* INSTRUCTIONS TO FOLLOW *
Skip every line before the one containing "of the forest", then copy that line and the rest of the entries below exactly, through the last line.

*** EXTRACTED INFORMATION ***

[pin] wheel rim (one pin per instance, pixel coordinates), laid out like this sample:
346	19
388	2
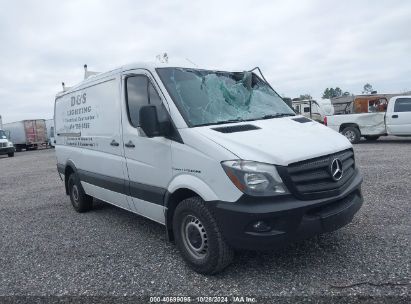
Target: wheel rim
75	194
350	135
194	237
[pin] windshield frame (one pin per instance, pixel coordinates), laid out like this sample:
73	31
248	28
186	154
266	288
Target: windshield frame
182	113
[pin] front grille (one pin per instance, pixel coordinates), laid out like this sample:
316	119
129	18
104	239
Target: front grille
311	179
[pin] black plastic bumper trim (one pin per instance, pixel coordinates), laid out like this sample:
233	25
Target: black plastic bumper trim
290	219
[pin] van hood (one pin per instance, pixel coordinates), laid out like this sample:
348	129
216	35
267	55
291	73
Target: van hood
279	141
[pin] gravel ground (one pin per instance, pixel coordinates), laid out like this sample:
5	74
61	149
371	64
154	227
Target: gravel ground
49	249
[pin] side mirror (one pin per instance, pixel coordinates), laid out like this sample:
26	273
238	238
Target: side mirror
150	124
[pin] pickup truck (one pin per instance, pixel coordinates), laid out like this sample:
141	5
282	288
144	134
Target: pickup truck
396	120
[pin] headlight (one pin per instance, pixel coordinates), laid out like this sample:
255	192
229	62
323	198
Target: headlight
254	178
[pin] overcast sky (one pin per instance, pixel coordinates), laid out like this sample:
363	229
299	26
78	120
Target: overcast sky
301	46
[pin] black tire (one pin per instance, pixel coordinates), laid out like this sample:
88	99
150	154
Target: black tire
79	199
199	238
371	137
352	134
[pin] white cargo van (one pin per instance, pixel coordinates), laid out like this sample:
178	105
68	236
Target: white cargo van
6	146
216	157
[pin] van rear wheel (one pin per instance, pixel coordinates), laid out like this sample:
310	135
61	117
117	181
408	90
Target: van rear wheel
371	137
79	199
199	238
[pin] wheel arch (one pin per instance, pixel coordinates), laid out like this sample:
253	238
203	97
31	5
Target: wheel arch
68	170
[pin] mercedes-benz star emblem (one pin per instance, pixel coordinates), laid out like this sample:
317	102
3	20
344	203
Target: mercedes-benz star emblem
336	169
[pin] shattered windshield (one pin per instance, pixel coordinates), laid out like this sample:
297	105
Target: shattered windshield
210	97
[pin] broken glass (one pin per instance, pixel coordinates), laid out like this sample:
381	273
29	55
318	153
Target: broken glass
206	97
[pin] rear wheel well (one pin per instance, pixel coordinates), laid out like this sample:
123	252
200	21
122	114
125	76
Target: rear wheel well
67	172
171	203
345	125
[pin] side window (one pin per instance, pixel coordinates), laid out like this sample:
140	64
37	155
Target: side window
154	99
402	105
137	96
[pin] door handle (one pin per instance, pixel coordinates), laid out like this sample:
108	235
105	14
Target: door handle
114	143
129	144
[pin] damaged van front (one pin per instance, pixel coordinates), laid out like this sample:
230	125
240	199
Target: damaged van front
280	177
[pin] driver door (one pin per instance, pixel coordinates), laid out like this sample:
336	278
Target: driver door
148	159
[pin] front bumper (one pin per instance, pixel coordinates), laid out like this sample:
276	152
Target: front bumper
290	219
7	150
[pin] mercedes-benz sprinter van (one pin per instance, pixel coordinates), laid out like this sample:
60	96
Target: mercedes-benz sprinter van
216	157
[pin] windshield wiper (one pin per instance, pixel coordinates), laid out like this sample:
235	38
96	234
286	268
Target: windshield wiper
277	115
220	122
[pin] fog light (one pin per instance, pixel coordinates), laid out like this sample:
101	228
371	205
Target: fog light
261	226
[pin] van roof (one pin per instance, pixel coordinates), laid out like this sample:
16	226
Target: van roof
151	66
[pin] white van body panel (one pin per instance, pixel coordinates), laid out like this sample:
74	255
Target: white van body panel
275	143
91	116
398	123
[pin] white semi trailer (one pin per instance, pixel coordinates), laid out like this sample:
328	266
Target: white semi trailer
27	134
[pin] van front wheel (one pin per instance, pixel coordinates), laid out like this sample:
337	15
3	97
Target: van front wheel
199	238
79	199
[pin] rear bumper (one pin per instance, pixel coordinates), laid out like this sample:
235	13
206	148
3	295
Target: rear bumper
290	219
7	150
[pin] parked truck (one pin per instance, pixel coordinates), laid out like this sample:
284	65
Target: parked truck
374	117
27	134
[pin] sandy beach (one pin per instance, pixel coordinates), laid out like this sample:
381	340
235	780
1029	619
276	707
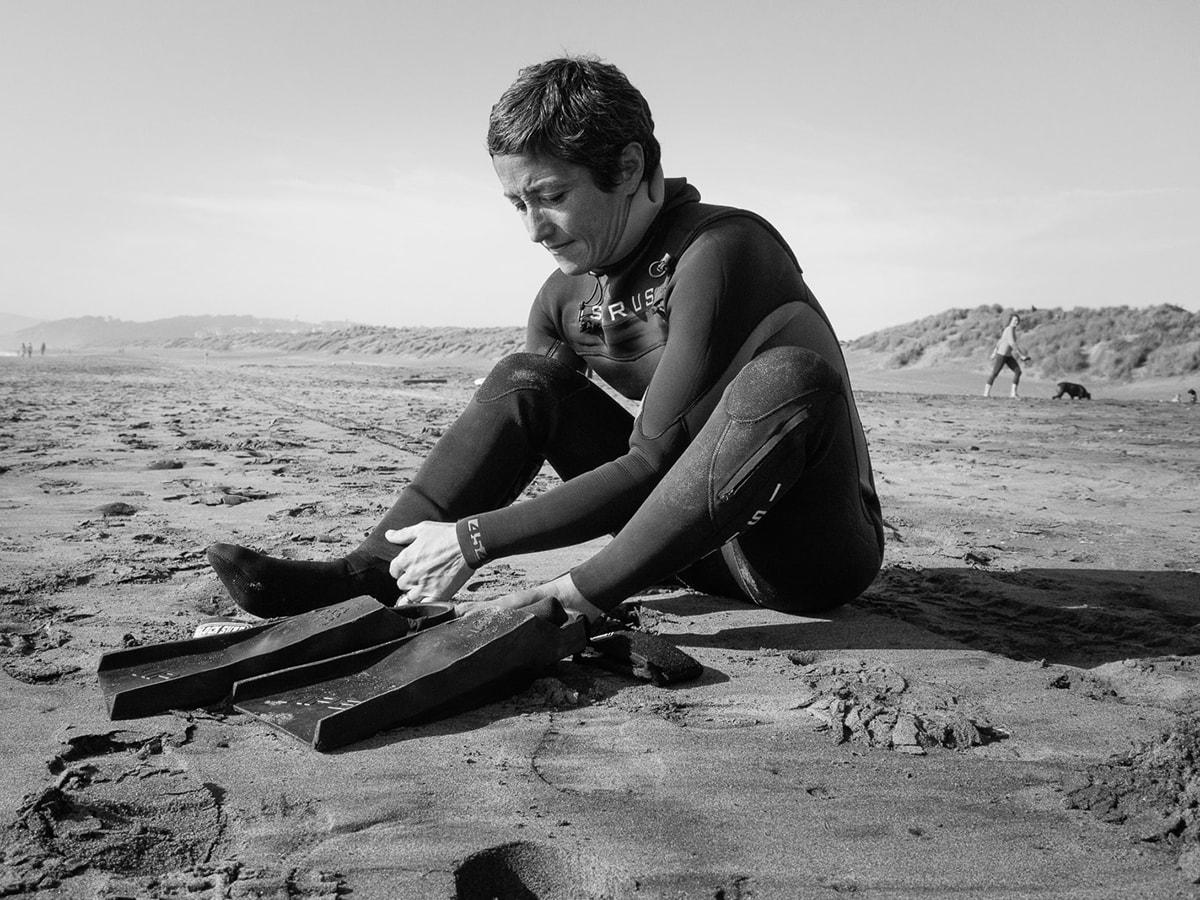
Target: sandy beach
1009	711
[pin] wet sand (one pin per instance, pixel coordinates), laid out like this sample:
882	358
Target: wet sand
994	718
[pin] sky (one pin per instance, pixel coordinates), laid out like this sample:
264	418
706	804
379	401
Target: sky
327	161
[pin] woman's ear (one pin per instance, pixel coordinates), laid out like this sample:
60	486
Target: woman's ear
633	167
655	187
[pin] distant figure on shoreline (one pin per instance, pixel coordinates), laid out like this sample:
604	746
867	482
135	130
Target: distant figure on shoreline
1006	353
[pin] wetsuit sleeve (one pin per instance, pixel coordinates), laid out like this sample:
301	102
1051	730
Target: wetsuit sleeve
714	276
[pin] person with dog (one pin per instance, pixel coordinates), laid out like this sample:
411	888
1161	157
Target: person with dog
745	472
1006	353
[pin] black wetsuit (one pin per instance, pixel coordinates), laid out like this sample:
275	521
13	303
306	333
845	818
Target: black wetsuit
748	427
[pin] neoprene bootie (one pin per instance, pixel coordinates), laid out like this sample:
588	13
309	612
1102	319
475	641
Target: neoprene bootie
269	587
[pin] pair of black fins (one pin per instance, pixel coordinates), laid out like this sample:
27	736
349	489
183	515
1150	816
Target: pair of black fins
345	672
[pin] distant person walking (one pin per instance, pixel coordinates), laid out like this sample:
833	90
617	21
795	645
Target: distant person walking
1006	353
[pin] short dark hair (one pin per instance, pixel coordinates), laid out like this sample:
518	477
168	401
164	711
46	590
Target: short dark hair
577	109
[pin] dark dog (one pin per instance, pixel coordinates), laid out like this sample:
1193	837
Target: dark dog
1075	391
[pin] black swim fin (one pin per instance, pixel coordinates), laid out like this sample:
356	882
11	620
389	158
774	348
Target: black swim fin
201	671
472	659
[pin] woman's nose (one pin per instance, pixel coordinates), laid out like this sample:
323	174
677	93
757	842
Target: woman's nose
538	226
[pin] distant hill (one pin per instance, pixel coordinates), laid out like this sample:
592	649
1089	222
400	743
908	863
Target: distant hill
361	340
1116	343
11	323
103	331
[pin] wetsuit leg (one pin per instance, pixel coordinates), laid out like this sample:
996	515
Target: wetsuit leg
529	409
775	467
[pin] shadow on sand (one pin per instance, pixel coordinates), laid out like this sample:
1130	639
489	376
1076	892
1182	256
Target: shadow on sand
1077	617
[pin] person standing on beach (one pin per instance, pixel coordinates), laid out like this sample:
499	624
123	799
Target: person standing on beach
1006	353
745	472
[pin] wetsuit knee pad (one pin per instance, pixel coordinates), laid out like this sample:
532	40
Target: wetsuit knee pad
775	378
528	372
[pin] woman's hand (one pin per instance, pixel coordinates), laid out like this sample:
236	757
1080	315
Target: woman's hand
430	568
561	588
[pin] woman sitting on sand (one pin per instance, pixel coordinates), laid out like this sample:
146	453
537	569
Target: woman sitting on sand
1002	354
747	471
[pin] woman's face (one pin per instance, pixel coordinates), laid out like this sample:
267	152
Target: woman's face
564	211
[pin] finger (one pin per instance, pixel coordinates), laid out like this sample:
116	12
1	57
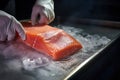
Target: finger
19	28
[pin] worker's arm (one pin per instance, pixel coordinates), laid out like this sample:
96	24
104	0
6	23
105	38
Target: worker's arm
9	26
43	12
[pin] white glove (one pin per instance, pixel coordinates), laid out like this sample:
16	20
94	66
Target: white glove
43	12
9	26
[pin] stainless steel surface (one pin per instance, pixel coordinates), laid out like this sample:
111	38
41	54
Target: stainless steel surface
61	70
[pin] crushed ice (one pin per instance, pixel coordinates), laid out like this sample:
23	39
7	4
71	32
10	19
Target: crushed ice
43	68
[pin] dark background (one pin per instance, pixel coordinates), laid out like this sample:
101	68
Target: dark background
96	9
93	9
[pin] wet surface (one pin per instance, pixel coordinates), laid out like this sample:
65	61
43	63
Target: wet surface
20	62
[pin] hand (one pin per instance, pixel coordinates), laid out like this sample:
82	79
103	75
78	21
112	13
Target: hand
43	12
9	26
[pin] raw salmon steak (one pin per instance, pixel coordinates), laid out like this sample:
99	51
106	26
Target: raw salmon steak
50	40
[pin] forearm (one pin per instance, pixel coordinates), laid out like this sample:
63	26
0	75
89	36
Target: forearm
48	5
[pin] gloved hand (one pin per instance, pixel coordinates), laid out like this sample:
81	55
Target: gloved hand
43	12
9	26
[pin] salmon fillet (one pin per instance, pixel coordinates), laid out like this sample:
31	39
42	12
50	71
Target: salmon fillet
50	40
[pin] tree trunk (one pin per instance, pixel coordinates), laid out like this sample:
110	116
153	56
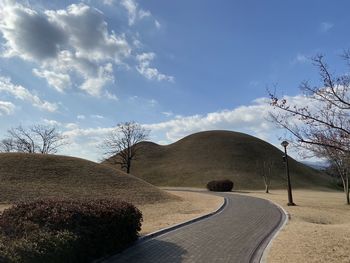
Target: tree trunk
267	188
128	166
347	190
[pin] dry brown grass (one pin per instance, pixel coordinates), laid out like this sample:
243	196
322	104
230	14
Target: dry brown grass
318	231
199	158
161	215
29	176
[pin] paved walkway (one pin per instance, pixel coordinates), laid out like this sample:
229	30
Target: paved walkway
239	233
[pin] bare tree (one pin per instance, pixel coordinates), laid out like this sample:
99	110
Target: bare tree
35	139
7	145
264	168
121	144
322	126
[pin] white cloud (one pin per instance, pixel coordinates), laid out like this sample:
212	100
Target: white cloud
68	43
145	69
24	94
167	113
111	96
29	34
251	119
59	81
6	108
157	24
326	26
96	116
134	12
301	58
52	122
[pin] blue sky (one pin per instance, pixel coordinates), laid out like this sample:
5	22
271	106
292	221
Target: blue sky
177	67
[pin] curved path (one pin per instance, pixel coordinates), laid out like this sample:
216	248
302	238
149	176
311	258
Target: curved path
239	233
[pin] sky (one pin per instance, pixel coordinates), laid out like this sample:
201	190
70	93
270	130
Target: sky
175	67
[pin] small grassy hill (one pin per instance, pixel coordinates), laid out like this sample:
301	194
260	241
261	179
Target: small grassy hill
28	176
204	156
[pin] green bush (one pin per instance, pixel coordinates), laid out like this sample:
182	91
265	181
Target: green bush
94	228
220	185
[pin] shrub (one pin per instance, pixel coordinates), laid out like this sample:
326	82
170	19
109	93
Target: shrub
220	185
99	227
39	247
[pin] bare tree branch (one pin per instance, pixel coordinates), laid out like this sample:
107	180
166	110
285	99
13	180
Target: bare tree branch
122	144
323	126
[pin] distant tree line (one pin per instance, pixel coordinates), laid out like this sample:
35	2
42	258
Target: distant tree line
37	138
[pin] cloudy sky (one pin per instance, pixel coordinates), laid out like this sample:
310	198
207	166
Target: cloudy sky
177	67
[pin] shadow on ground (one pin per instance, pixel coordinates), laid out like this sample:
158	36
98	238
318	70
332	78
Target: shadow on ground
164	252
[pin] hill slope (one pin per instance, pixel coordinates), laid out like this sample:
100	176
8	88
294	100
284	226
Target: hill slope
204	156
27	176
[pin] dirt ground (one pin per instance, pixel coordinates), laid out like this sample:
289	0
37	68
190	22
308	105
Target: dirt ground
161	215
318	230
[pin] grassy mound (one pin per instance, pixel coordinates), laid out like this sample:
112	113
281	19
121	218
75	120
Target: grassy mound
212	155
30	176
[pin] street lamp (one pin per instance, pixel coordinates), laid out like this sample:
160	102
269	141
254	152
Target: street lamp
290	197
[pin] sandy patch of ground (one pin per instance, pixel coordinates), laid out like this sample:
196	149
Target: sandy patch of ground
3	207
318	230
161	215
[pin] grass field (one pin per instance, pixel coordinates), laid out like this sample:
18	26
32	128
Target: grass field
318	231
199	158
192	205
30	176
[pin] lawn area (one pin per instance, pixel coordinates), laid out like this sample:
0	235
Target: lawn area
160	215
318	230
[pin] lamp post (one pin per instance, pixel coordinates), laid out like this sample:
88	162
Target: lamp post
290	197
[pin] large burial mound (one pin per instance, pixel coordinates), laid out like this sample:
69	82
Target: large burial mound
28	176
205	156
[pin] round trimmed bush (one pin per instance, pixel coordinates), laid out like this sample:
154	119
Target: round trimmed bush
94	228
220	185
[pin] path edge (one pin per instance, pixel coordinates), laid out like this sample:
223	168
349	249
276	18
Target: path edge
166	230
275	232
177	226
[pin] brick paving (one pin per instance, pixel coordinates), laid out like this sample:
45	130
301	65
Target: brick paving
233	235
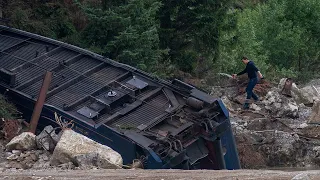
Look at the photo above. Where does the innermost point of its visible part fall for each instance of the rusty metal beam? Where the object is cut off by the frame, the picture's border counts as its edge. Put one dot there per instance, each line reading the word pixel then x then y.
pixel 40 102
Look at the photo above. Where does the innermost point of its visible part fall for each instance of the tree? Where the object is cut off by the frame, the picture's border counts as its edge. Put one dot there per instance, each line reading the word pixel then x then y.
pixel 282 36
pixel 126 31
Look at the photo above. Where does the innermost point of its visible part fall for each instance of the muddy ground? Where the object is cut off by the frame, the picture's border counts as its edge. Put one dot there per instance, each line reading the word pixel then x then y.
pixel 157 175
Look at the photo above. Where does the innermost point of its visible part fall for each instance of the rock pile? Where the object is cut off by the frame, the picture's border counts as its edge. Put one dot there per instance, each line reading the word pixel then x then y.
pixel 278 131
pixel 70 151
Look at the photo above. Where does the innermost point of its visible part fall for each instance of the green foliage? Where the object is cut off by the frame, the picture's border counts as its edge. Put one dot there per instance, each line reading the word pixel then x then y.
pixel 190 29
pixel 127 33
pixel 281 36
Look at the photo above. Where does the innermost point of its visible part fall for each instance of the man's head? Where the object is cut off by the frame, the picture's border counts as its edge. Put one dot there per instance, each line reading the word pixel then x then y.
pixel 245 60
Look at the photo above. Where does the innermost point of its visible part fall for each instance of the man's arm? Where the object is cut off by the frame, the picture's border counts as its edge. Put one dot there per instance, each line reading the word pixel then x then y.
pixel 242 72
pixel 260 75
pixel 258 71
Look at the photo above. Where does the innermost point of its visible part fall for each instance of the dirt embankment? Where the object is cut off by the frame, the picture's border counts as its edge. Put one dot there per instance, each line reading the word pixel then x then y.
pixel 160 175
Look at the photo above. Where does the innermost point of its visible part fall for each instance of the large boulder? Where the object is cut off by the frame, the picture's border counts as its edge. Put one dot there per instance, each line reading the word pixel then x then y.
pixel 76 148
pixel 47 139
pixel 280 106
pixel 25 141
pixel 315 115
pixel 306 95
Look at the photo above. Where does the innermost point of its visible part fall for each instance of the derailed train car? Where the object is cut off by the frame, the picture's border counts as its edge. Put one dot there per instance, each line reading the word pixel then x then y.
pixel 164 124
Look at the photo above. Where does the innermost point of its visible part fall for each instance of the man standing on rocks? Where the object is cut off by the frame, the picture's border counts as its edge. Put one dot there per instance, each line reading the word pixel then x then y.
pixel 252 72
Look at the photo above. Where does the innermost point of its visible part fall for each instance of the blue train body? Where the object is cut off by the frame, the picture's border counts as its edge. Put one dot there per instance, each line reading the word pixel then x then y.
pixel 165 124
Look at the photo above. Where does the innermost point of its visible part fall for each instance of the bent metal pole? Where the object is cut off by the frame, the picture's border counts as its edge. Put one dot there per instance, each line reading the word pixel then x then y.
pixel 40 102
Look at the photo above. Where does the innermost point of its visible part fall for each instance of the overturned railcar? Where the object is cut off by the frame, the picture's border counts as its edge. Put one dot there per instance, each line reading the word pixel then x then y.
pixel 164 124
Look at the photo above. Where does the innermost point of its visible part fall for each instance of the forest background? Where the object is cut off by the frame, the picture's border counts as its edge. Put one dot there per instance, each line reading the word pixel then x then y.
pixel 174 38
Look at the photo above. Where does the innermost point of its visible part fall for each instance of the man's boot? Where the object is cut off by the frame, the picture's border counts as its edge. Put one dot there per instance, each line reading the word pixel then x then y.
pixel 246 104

***

* RESPONSE TO THIS EXERCISE *
Look at the photo above. Where does the innermost point of its visible part fall for each instance of the forest background? Where the object is cut off by the frame, the picture's border counts as its edge. Put one dot there per instance, each line reading the word pixel then x then y.
pixel 174 38
Look at the photo above. Where does the innermost point of its visible part fall for each instance of the man's boot? Where the object is cut off by the frame, the picture's border counts as its edge. Put one dot there per instance, each line reading the word pixel then x then y.
pixel 246 104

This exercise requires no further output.